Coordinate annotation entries
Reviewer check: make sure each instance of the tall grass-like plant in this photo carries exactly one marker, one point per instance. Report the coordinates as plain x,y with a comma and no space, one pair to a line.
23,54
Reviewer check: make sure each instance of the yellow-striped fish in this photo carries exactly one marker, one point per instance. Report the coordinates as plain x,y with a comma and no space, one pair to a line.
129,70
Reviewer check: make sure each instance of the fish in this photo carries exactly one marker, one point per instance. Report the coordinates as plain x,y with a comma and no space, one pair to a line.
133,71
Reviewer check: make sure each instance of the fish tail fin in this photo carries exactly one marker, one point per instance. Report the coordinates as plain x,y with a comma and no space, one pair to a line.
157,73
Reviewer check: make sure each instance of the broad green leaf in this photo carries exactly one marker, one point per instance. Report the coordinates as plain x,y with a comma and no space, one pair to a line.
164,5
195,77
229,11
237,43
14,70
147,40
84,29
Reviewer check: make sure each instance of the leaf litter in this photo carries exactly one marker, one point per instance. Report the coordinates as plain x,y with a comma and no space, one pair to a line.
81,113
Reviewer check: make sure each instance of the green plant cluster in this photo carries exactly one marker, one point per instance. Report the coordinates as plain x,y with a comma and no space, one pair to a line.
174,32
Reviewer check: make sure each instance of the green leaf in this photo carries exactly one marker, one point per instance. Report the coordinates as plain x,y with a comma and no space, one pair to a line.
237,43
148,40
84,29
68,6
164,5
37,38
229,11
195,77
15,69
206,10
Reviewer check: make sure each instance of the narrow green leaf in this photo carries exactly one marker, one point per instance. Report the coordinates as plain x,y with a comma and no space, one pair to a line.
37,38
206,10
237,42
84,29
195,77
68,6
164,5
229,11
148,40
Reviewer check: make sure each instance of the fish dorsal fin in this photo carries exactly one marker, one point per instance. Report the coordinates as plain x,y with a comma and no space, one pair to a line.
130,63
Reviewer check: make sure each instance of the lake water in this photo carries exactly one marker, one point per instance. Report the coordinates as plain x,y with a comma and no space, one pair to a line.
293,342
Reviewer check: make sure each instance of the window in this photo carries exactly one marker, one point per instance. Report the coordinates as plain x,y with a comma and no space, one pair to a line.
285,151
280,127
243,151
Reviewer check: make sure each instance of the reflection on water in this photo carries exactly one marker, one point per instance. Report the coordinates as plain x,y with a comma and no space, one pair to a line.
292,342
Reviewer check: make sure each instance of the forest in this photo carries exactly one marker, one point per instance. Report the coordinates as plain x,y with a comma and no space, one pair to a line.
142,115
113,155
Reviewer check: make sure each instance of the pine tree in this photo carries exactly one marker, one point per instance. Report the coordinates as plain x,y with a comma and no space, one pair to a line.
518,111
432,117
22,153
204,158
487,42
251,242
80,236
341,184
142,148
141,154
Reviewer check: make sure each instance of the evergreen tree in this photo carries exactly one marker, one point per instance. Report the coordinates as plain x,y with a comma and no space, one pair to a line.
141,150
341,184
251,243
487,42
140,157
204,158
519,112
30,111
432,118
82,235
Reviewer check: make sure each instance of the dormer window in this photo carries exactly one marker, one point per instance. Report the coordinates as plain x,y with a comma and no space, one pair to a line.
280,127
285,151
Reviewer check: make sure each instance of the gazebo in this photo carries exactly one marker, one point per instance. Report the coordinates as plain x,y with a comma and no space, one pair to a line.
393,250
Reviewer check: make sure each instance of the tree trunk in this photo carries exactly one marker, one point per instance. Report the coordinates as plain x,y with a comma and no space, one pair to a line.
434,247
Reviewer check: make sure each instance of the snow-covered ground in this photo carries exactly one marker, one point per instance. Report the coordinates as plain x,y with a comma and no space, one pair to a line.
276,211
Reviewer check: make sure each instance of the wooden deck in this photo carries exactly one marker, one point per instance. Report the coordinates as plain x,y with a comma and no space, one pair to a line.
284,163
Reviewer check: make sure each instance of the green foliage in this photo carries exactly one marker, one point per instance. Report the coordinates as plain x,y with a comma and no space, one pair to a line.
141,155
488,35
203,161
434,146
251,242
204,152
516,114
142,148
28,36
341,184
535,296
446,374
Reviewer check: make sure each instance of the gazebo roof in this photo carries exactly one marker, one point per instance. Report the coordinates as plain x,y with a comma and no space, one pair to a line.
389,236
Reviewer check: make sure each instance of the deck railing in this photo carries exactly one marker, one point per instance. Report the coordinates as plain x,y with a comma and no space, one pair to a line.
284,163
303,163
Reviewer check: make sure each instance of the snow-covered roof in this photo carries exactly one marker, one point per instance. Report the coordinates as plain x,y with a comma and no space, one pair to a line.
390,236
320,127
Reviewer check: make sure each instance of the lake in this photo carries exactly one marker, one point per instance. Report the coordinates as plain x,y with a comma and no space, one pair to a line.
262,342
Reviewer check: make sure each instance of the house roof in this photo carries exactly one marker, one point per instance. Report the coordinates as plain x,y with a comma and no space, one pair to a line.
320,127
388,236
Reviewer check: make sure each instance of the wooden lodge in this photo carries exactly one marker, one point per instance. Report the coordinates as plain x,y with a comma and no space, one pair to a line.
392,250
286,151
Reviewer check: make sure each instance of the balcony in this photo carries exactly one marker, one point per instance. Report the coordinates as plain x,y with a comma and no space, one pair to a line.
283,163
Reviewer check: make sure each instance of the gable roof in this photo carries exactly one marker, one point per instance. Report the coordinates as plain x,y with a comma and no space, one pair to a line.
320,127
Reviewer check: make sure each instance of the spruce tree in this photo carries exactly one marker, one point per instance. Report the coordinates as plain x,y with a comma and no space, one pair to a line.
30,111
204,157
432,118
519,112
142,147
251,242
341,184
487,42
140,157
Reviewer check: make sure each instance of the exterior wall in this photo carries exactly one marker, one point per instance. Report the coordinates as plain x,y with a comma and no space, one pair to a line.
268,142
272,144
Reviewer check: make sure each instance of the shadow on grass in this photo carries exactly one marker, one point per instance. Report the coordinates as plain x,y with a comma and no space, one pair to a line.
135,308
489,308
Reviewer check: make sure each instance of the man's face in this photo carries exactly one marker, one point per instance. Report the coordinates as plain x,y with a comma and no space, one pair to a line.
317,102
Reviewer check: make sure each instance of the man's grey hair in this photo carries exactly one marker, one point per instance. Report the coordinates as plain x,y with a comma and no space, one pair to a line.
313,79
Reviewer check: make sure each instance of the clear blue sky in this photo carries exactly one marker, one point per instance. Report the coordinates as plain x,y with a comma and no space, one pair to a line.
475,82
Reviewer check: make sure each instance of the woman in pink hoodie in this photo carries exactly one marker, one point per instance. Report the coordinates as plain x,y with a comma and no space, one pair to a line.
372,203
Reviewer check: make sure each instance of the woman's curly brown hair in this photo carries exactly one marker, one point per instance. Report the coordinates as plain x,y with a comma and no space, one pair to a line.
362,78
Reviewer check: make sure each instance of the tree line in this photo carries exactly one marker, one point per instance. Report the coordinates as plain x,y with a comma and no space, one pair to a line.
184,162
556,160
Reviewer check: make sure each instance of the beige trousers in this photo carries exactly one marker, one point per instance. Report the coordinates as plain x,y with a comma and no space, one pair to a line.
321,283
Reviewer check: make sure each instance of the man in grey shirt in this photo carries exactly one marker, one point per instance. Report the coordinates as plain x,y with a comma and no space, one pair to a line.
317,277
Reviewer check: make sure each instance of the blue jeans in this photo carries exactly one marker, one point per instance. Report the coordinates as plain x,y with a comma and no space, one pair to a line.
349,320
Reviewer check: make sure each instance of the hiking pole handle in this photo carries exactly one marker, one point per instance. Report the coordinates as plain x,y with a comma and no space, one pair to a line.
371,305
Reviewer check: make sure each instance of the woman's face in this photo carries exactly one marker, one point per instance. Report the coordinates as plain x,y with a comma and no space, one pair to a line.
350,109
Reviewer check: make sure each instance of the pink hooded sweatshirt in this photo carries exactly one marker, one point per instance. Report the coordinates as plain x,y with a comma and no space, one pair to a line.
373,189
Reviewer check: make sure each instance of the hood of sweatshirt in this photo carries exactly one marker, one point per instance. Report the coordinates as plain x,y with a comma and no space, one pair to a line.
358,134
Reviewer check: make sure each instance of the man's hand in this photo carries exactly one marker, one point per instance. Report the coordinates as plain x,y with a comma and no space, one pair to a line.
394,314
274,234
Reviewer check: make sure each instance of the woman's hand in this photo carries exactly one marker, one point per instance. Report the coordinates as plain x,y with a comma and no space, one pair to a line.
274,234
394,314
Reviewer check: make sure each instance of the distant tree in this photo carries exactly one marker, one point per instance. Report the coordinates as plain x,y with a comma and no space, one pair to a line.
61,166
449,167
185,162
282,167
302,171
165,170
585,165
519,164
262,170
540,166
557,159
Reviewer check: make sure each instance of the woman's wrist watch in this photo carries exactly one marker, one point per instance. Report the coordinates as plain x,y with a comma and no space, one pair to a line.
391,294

Exercise instructions - From the line containing "Reviewer check: make sure each instance of the hiking" down to the final line of the data, write out every line exactly; both the first and last of these belong in your answer, and nothing else does.

Response to the exercise -
Reviewer check: make sure each instance of the hiking pole handle in this photo carries exactly one marker, one point per instance. Report the coordinates as plain x,y with a comma and no space, one pair to a line.
371,305
Reviewer check: make sure each instance of the woman's face in this photo carries exactly one marker, one point per instance. Report the coordinates as plain x,y with a comma and no space, one pair to a line.
350,109
Reviewer check: make sure each instance of the pink hooded sweatshirt in this photo carries exactly one marker, one point per instance. Report the coordinates as plain x,y with a comma and no space, one pair to a line.
373,189
Reviewer check: make sure each instance of the hood of sweatshirt in this photo carries exactly one marker, one point per instance. Report the coordinates as plain x,y with a comma and no space, one pair to a line.
358,134
Reviewer check: make sure each instance of the man's hand in this photo carries exactly one marker, one point per instance. Report the coordinates as plain x,y with a comma and no space, one pair to a line.
394,314
274,234
Reviewer check: make sure each instance of the woman's hand in this photo carries exactly one marker, one point per instance. Report the coordinates as plain x,y with a comma and no space, one pair to a line.
274,234
394,314
Reviewer check: make sure each instance of the distant tree in this photo carries exactly one marker, one point per instance. Report the coordinates as plain x,y with a comma and no space, one pair to a line.
61,166
449,167
185,162
282,167
302,171
165,170
585,165
519,164
262,170
540,166
557,159
Reviewer check: make sure each instance of the woman's wrist watch in this photo carries exactly one marker, one point per instance. Report the coordinates as plain x,y with a comma and no space, one pair to a line.
391,294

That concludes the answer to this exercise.